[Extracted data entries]
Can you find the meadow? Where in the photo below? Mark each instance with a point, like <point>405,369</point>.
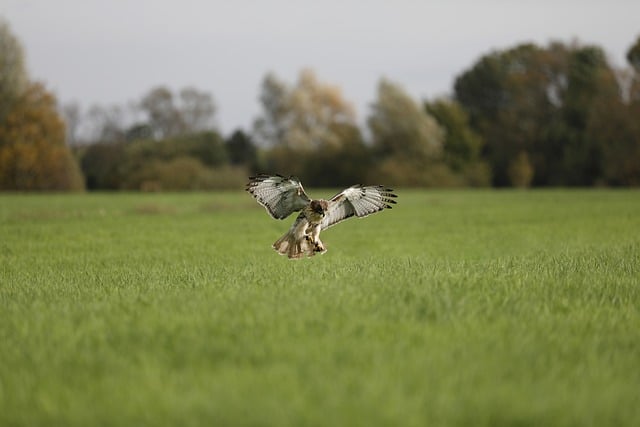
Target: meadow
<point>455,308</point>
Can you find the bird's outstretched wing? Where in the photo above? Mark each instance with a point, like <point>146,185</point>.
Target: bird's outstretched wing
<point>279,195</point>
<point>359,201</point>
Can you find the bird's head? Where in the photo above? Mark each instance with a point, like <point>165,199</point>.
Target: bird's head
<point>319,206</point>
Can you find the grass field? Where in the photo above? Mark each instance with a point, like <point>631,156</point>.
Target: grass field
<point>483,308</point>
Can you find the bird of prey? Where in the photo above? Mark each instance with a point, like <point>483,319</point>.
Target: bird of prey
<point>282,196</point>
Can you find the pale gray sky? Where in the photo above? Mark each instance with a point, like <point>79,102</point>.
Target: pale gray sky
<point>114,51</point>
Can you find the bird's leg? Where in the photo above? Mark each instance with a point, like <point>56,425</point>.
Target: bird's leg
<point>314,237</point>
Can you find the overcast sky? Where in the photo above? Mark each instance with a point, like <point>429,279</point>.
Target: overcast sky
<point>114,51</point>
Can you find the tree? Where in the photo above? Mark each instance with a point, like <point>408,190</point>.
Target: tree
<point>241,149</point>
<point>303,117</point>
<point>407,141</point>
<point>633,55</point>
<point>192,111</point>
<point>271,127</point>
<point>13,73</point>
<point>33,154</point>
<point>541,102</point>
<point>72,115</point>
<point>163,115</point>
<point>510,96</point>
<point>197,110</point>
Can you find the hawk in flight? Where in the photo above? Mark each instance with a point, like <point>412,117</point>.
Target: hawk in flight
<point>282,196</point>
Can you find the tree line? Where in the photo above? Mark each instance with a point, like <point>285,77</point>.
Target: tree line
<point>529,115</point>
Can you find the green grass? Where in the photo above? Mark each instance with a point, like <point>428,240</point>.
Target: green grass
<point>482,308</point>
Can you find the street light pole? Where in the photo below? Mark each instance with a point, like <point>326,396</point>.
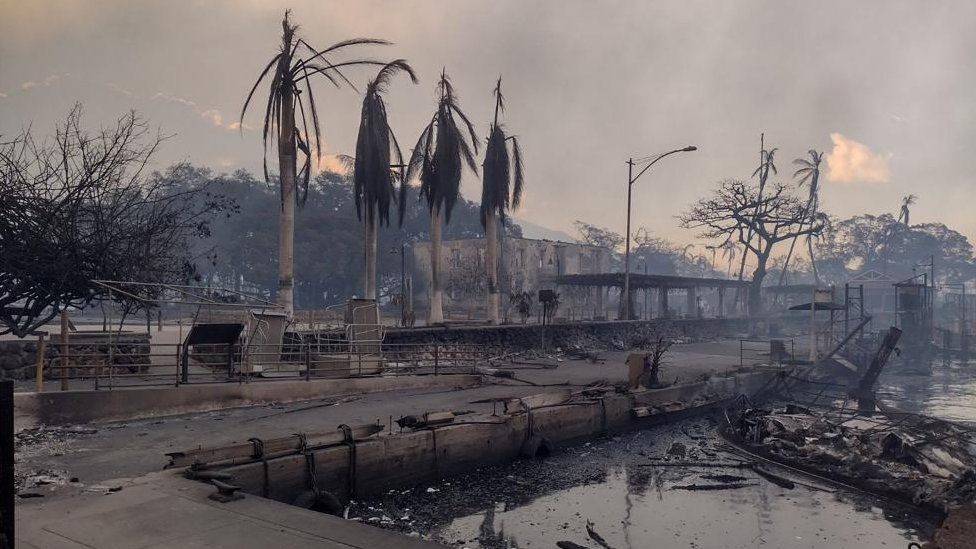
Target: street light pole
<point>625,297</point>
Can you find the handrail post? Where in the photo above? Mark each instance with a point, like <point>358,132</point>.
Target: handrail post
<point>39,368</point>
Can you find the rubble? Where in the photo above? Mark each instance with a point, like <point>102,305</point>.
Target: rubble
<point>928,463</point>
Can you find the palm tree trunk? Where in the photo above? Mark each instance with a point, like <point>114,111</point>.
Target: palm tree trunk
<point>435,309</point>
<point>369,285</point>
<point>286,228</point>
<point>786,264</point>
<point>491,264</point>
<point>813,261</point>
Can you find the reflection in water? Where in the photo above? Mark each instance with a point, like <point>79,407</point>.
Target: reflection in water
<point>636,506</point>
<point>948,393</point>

...

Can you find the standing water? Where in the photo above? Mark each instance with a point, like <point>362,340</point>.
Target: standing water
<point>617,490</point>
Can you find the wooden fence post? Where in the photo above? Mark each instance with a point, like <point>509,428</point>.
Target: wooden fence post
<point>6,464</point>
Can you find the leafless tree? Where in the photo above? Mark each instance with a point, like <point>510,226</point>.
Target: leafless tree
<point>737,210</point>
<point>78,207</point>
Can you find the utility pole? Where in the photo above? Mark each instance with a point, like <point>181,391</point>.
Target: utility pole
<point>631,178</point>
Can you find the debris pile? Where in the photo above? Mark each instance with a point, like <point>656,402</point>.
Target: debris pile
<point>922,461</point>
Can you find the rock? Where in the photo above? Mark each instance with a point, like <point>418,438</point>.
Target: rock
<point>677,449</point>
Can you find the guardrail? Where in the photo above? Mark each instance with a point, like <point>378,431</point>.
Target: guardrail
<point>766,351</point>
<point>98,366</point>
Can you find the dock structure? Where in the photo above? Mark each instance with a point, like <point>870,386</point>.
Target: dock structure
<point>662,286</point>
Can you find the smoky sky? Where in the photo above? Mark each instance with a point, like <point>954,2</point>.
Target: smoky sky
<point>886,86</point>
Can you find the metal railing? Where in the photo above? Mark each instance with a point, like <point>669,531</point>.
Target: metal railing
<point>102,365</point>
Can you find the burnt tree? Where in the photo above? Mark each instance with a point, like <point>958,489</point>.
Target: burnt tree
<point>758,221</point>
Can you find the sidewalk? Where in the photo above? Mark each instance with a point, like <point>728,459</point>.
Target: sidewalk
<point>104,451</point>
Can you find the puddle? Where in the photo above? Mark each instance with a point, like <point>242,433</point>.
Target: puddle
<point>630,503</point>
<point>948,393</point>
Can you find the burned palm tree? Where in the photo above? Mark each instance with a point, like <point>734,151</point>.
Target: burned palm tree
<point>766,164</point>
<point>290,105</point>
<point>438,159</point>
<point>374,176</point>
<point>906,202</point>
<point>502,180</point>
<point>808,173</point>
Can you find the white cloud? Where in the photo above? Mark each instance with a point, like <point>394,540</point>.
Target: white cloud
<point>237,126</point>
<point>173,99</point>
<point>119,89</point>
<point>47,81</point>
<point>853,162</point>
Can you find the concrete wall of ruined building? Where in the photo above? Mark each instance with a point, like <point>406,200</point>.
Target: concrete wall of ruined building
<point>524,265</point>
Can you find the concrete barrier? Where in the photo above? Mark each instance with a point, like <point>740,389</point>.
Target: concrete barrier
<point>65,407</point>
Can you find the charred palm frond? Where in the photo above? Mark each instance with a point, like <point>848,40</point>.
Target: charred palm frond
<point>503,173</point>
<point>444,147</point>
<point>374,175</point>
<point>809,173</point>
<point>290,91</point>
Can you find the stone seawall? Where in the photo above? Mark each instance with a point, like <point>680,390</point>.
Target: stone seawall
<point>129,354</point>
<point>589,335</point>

...

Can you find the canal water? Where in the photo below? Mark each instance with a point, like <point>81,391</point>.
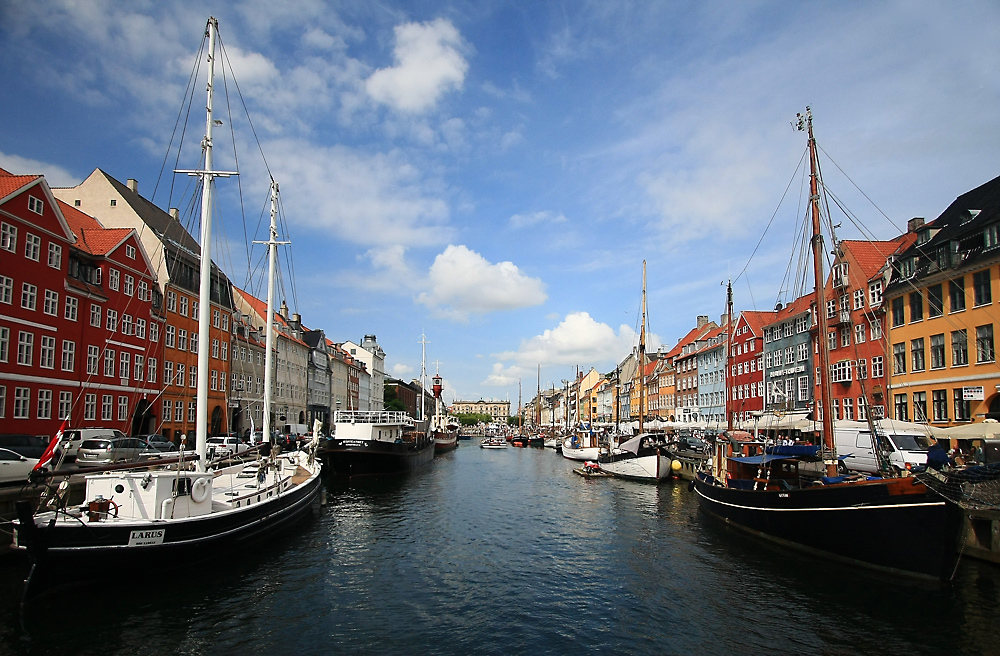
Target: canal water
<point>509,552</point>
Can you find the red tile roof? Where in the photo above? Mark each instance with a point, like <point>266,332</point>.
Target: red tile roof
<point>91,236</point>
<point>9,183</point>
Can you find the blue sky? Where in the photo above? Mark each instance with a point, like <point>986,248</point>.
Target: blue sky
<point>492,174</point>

◆ **THE TASK**: Give back exactly the lines above from the one with "Can you find the meadow?" through the one with "Can you find the bird's outstretched", both included. Pictures don't belong in the copy.

◆ **EXPECTED OUTPUT**:
Can you find the meadow? Where in the photo below? Mark each instance with a point, like <point>405,369</point>.
Target: meadow
<point>455,308</point>
Can you find the bird's outstretched wing? Where in the photo above? Mark each instance with a point, like <point>146,185</point>.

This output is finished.